# Entries supplied

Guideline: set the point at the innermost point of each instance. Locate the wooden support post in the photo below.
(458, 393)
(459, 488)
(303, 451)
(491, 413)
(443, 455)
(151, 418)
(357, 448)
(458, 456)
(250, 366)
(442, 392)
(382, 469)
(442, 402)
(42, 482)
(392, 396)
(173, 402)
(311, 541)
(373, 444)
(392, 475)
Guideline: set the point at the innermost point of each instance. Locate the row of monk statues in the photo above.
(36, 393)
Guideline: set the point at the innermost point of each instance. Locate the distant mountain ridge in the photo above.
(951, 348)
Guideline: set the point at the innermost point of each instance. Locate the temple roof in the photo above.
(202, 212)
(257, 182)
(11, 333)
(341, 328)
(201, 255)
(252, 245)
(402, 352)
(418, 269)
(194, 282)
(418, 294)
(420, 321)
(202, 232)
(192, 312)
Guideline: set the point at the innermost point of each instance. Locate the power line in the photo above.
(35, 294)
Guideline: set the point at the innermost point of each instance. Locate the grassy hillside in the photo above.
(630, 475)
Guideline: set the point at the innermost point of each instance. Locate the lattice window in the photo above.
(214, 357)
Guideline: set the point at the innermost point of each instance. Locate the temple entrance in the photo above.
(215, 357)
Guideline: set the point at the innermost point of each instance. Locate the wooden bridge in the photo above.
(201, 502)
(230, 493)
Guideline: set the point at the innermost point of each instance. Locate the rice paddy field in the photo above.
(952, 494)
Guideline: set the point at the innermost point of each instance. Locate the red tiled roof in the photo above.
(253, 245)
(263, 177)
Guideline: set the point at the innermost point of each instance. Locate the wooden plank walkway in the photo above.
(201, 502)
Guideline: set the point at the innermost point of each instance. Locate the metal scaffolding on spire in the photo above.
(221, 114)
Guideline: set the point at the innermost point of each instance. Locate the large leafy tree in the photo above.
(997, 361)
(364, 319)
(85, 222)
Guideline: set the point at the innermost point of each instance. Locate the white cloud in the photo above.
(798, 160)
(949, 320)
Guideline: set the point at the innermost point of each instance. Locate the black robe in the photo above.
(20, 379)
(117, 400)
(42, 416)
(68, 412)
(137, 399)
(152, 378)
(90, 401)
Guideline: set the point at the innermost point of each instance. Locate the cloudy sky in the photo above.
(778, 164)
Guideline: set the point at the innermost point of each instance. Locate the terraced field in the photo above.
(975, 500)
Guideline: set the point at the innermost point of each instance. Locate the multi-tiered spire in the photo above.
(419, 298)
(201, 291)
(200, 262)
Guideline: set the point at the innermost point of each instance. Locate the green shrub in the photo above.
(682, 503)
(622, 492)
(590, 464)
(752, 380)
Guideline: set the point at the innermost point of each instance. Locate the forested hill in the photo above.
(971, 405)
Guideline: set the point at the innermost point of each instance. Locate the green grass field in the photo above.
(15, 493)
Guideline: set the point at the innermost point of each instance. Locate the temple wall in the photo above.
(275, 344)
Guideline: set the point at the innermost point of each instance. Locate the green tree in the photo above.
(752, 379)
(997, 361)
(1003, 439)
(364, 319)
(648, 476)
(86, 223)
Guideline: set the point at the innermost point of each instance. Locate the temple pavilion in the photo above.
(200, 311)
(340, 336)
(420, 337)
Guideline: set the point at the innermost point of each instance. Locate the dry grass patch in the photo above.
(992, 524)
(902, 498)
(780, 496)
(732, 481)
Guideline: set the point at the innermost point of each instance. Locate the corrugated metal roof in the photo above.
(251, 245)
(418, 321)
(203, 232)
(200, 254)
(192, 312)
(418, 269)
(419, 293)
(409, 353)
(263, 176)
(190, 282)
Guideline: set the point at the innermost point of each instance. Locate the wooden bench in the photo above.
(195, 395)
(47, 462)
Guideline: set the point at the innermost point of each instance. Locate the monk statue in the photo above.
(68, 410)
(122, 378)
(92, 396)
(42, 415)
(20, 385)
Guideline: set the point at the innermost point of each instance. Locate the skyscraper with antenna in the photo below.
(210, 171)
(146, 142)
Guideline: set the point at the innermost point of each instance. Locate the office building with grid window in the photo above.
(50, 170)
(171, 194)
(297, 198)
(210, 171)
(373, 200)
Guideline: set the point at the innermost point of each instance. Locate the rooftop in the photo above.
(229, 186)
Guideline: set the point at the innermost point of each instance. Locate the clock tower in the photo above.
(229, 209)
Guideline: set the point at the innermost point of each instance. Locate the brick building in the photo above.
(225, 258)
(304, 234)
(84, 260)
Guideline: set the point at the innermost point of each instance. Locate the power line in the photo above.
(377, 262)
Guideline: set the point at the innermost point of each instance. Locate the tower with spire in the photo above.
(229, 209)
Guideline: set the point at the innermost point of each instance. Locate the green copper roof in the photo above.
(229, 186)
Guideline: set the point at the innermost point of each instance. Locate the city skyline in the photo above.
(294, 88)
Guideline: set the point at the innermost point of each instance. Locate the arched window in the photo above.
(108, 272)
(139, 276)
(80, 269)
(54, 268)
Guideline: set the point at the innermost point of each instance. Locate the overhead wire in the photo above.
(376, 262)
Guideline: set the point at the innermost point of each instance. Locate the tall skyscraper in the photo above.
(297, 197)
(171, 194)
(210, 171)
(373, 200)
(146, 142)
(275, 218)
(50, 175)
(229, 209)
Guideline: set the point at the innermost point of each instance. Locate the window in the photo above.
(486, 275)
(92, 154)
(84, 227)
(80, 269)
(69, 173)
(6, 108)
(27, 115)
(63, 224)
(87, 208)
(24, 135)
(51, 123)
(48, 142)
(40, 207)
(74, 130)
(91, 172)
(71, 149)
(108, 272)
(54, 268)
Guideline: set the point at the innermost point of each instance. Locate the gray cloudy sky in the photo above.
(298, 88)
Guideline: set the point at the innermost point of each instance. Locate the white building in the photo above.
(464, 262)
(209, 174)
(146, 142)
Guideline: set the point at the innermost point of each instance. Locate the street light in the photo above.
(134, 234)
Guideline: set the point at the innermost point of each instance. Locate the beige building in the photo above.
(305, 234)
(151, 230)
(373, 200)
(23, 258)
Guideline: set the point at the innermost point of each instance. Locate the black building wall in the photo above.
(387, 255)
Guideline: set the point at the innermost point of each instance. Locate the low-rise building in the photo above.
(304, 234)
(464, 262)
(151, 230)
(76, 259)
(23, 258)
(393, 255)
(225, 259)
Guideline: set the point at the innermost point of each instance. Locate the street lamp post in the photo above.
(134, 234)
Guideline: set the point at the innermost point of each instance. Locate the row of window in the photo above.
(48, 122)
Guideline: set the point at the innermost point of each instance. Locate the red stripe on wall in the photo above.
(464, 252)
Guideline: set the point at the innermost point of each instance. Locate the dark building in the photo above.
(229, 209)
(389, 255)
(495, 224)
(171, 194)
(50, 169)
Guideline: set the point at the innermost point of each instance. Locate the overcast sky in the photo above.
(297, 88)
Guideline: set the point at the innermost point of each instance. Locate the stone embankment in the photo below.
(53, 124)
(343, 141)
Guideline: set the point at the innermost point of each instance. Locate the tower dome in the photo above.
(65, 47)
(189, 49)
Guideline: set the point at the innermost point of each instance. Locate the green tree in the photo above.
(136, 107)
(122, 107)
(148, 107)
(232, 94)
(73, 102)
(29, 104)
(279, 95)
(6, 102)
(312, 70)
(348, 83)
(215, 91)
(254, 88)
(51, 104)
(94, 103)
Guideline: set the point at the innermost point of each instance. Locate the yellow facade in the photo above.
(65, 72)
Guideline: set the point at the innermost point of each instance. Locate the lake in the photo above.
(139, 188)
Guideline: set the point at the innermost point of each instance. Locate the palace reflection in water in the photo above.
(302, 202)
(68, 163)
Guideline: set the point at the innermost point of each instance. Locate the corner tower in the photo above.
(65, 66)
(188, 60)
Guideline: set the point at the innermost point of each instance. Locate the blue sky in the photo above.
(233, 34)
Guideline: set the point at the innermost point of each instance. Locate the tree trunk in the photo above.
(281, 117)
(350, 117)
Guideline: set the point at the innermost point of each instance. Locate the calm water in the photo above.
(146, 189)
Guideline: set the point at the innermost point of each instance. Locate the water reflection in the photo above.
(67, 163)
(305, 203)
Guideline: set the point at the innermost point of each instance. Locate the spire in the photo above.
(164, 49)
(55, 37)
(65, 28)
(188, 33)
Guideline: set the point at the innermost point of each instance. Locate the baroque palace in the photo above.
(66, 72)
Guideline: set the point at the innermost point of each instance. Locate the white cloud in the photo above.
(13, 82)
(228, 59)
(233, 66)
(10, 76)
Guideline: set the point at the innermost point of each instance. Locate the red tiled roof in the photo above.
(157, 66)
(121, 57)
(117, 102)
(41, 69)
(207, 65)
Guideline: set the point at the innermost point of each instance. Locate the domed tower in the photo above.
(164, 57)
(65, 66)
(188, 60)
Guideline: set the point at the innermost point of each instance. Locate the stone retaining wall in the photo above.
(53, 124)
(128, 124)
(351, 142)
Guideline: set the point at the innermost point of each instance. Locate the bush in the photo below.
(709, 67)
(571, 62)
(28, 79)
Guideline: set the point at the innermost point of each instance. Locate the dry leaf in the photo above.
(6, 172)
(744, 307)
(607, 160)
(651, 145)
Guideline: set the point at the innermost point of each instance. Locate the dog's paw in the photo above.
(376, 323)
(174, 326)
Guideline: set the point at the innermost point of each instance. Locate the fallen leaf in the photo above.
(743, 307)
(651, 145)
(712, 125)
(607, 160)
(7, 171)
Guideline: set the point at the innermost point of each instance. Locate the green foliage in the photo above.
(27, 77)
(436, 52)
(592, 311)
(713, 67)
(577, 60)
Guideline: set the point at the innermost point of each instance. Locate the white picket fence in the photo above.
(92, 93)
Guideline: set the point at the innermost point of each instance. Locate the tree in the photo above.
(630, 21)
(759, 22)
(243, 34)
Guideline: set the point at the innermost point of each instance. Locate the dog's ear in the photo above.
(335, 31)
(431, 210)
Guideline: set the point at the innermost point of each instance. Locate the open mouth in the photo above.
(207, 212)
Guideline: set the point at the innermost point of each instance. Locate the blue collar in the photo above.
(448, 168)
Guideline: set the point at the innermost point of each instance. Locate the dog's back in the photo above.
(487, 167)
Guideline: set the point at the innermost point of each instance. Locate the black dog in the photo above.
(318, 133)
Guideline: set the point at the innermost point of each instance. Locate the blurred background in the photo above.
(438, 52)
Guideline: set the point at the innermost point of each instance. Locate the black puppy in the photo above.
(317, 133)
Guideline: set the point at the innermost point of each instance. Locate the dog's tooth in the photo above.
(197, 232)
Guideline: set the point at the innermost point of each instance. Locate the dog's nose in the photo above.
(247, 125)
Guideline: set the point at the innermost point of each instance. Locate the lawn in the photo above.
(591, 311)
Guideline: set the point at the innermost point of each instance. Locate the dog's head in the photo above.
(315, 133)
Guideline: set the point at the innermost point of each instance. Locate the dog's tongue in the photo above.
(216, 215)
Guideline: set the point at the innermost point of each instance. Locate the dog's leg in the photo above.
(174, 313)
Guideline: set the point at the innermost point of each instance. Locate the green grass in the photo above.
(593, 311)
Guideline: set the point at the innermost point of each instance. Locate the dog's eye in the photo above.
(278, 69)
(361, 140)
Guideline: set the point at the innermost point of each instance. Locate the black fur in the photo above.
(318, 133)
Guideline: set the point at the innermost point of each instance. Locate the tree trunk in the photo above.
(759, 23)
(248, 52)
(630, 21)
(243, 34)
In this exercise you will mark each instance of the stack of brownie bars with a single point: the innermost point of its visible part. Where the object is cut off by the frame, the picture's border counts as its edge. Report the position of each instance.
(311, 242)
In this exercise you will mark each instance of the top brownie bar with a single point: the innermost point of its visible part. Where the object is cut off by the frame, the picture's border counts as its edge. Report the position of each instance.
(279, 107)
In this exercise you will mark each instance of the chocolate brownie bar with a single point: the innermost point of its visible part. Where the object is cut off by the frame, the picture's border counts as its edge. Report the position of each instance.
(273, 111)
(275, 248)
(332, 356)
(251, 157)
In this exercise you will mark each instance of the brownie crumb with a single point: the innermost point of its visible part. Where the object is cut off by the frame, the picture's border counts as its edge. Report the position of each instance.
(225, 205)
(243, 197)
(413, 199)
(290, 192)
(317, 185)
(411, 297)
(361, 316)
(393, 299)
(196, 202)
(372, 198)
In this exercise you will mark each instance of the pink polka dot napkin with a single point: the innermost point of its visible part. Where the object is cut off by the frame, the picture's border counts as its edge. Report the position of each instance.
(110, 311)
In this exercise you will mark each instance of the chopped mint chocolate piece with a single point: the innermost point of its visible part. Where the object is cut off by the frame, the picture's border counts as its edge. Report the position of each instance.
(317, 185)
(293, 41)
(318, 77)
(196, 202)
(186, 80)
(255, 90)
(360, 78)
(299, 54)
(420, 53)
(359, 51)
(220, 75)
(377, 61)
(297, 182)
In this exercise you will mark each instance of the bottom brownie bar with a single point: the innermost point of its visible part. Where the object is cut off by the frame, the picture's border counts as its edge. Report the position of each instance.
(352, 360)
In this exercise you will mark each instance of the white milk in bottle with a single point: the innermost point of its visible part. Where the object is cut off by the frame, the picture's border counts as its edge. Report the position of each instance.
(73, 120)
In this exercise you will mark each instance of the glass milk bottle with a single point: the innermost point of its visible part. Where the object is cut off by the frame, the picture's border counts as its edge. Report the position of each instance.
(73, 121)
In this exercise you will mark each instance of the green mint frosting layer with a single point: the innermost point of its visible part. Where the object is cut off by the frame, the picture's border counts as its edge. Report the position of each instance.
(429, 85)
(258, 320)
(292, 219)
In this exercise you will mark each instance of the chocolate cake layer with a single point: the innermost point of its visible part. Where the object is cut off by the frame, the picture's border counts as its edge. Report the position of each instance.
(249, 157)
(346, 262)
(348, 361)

# Your goal
After locating the line containing "In this exercise you will mark each instance of the bottom", give that line and every later line of the listing again exactly, up to and including the last.

# Result of the exercise
In this exercise you will mark each instance of the bottom brownie bar with a single point: the innermost point of its visible part. Where the object is cut off by the frame, the picture's border counts as its edge. Report the position of each instance.
(352, 360)
In this exercise you will mark each instance of the white milk in bottle with a single point: the innermost point of its visible part. Where the object is cut off by the frame, the picture's border counts as its edge. Report the position of each instance.
(73, 120)
In this exercise you will mark each instance of the glass milk bottle with a single point: the innermost point of its visible part. Where the object is cut off by the frame, the picture's border counts as its edge. Report the position of each instance.
(73, 121)
In this exercise you will mark each instance of the green mint frosting layer with a single point: the innermost point of its visible part. Where the object is cut off by the frame, the picture's border counts as its edge. Report the position of each instance.
(429, 85)
(258, 320)
(292, 219)
In this exercise you will mark each instance of the chocolate cake layer with a single point: the innermost point of its visible part. Where the object is cut off by the frame, the picture's border counts as its edge. Report the position of each instance.
(249, 157)
(346, 262)
(348, 361)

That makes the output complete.